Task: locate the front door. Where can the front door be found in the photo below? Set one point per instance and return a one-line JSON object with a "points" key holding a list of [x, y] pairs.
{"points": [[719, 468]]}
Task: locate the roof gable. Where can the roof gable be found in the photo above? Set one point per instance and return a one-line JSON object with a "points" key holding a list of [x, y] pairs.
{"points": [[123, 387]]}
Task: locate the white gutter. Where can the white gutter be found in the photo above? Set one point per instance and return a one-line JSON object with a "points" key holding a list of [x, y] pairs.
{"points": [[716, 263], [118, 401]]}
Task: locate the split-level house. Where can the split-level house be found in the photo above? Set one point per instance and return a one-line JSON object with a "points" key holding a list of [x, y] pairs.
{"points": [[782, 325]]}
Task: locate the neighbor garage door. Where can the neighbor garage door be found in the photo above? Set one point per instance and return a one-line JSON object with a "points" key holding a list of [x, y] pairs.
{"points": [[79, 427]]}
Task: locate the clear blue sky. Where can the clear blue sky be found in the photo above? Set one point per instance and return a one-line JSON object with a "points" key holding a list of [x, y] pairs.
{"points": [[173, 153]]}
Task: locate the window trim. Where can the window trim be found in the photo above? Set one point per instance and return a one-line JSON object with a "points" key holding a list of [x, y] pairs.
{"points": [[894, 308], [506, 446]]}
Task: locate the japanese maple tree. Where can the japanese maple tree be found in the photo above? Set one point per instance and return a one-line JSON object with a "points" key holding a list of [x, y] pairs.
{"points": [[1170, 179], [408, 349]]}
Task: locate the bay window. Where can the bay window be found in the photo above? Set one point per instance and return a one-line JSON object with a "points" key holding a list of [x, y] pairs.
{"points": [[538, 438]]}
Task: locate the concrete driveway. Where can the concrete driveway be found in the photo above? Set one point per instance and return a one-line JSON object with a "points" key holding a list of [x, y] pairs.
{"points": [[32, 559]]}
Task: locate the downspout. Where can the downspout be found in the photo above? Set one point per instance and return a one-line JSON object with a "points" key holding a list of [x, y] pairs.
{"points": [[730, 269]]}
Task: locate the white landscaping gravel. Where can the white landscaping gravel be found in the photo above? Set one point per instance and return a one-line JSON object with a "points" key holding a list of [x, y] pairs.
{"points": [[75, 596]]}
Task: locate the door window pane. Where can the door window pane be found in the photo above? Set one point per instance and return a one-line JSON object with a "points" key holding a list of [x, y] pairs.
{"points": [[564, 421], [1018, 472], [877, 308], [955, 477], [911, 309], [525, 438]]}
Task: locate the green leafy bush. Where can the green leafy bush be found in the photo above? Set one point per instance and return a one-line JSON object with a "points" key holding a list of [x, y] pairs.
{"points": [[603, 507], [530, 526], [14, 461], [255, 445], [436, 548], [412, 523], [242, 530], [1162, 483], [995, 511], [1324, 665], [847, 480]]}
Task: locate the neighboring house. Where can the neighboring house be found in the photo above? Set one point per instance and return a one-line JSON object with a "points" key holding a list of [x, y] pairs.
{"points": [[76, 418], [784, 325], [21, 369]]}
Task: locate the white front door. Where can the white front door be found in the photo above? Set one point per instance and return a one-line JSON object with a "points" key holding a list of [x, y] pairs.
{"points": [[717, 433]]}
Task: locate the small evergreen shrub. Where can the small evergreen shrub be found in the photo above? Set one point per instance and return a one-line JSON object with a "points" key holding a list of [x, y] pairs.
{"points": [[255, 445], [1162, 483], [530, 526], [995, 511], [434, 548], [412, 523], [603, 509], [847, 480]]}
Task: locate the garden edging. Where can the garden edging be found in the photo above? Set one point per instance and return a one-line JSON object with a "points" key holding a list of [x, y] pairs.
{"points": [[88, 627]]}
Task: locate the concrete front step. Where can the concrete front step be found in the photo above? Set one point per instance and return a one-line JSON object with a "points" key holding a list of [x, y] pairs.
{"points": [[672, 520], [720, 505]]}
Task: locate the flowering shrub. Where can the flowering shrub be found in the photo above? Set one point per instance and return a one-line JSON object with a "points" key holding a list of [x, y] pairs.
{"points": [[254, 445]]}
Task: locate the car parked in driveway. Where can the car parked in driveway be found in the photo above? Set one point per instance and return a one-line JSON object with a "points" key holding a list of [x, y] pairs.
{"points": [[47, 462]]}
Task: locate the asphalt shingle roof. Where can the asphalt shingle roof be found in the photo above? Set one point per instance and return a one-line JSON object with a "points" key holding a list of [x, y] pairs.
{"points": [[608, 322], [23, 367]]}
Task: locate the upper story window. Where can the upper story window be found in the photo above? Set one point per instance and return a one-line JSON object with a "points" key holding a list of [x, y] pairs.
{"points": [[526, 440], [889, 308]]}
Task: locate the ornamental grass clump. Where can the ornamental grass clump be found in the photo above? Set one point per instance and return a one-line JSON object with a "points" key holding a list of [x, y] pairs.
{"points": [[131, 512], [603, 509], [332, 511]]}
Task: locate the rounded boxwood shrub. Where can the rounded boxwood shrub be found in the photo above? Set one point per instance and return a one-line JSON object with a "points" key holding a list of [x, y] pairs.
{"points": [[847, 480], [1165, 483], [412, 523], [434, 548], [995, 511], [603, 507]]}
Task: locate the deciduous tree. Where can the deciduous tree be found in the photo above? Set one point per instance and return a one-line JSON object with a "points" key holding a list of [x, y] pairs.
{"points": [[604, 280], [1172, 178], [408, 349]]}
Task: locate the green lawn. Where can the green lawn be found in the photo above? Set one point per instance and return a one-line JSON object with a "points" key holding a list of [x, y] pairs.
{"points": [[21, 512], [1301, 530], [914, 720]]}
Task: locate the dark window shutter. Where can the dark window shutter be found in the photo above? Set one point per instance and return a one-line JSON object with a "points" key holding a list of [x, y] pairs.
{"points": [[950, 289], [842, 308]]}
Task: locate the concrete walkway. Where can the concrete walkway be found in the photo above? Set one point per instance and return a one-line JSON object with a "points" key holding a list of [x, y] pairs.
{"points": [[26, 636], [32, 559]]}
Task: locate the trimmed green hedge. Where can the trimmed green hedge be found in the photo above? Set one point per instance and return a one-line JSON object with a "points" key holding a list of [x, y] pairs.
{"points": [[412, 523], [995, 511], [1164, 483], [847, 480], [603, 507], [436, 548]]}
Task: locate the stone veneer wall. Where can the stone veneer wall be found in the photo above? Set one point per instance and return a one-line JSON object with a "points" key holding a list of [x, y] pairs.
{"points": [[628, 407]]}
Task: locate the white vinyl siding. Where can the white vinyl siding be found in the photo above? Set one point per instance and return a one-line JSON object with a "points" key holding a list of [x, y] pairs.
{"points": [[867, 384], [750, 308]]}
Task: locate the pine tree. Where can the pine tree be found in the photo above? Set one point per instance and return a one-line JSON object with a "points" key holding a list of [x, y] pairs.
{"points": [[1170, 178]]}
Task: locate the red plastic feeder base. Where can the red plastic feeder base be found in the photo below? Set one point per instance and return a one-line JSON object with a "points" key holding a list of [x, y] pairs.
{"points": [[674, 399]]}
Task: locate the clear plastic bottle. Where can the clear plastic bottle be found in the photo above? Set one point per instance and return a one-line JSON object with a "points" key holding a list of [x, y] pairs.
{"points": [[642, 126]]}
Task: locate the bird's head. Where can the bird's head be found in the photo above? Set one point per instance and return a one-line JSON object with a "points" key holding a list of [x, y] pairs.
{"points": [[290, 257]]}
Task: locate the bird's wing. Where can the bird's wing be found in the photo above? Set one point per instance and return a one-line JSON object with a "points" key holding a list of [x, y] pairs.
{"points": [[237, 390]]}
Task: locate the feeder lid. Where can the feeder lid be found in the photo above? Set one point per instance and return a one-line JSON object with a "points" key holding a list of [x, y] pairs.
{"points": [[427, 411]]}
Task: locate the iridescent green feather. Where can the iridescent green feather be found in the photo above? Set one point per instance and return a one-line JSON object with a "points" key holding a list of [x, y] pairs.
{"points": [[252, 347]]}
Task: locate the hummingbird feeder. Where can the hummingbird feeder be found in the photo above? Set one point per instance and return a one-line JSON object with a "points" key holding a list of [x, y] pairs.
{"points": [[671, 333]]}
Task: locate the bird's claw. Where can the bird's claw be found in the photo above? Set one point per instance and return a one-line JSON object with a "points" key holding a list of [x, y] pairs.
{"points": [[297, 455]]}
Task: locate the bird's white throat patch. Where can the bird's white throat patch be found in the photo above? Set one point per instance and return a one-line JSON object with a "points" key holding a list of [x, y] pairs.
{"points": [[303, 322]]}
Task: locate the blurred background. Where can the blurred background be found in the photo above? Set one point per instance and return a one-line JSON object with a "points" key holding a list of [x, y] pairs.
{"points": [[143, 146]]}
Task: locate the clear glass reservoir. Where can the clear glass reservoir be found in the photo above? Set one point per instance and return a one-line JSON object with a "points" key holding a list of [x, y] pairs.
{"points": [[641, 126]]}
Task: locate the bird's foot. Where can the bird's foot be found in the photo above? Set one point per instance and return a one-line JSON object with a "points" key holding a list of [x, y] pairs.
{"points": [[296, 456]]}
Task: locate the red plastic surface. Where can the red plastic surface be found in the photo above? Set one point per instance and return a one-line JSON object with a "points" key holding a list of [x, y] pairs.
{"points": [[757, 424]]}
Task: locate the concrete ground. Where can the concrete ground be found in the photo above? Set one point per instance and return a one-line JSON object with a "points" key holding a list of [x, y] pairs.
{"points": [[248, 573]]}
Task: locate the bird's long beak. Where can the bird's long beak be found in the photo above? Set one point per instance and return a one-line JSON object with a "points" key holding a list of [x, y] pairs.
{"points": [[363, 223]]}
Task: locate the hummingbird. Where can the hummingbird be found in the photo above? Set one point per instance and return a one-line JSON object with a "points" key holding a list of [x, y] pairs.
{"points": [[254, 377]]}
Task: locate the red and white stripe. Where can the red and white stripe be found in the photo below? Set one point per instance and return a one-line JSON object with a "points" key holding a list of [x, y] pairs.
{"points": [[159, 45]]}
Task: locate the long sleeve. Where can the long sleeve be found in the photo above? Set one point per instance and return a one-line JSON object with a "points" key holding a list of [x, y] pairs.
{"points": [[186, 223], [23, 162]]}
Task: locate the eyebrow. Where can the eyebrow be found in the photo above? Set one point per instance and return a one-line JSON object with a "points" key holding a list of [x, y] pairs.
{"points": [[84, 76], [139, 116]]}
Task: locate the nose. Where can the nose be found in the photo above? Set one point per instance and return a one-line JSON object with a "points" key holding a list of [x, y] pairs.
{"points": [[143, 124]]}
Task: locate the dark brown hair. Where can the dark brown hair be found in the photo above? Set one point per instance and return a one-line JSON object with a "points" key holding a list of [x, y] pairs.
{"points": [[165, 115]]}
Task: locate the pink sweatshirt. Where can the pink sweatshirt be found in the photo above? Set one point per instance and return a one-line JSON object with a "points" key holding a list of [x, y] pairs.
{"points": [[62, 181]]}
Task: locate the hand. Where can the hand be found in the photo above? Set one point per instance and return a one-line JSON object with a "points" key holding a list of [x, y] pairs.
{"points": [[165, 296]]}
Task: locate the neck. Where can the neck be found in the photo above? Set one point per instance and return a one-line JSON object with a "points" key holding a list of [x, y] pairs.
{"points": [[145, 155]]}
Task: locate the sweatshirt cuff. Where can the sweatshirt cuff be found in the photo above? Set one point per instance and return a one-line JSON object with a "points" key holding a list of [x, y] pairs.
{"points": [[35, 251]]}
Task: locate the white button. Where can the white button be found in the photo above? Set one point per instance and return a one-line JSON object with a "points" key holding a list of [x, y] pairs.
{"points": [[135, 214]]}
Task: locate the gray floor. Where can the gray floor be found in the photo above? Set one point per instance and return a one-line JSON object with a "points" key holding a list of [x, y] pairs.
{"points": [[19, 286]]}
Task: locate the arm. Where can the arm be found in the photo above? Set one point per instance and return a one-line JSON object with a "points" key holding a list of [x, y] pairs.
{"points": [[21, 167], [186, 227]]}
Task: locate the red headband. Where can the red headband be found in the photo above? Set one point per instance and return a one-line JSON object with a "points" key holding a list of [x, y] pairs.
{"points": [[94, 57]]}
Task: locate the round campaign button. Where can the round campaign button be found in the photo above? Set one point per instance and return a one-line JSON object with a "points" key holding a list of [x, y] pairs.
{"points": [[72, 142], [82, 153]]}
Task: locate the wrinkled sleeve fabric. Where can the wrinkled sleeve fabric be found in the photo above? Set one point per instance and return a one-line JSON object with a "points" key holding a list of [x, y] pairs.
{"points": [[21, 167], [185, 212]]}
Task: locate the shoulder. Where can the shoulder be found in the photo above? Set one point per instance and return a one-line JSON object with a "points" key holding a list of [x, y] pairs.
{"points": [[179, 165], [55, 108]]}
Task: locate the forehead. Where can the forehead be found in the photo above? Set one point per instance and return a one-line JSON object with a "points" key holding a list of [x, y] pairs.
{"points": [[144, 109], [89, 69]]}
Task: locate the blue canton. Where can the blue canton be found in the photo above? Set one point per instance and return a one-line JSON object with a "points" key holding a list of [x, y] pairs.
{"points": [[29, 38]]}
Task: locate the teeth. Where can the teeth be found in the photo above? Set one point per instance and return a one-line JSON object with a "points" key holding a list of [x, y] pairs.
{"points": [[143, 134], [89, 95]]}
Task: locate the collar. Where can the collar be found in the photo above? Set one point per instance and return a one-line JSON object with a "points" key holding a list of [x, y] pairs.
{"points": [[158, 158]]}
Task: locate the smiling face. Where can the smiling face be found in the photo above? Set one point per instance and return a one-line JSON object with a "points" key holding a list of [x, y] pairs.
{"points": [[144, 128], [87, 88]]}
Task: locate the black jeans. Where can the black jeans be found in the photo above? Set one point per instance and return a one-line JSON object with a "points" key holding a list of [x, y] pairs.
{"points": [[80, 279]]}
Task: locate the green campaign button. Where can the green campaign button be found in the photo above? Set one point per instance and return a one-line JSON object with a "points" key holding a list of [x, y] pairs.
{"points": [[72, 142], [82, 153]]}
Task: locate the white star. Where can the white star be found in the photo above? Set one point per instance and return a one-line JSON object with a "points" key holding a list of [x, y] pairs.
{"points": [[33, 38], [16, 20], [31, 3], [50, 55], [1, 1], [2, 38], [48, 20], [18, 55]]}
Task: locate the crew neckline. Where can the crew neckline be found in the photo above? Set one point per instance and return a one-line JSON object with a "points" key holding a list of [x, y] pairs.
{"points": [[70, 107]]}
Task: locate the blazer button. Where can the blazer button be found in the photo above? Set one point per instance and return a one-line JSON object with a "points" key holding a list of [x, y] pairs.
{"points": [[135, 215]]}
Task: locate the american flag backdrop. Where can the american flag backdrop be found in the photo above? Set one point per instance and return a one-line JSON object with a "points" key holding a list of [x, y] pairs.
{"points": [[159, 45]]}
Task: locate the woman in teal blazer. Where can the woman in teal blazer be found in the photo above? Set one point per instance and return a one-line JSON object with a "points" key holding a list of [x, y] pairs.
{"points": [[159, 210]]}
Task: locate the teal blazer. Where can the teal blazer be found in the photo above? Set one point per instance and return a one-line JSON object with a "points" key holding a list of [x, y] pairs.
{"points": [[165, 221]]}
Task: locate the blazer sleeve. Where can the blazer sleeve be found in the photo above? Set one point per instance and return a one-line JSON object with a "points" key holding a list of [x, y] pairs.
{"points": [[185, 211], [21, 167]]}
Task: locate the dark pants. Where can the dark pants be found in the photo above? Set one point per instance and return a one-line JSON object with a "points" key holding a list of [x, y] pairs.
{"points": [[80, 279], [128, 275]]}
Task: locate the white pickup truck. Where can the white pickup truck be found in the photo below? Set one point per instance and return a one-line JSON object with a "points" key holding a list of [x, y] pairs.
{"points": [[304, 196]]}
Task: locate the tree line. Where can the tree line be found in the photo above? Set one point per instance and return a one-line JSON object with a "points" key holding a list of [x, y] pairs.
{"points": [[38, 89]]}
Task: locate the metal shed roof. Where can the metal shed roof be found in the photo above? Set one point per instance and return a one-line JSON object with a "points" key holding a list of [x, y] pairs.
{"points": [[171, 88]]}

-.-.-

▶ _Goal of the exercise_
Give the lines exactly as they stand, from the line with "Task: locate the dark pants." through the end of the material.

▶ _Task result_
Task: locate the dark pants. Where can the dark pants be found in the photo above? Set one point per instance and return a one-line JSON object with a "points" key holding a list of [x, y] pairs.
{"points": [[80, 279], [128, 275]]}
Task: locate the white pickup truck. Where can the white pickup truck be found in the photo below? Set one point per instance and return a one-line JSON object with a "points" key holding a list of [x, y] pairs.
{"points": [[304, 196]]}
Task: locate the tree line. Where can the tree line be found in the photo above? Set one point per instance and return a one-line JSON object with a "points" key holding a list of [x, y] pairs.
{"points": [[38, 89]]}
Task: locate the metal shed roof. Where can the metal shed roof be found in the photo above? Set one point per instance and return a one-line JSON object with a "points" key holding a list of [x, y] pairs.
{"points": [[171, 88]]}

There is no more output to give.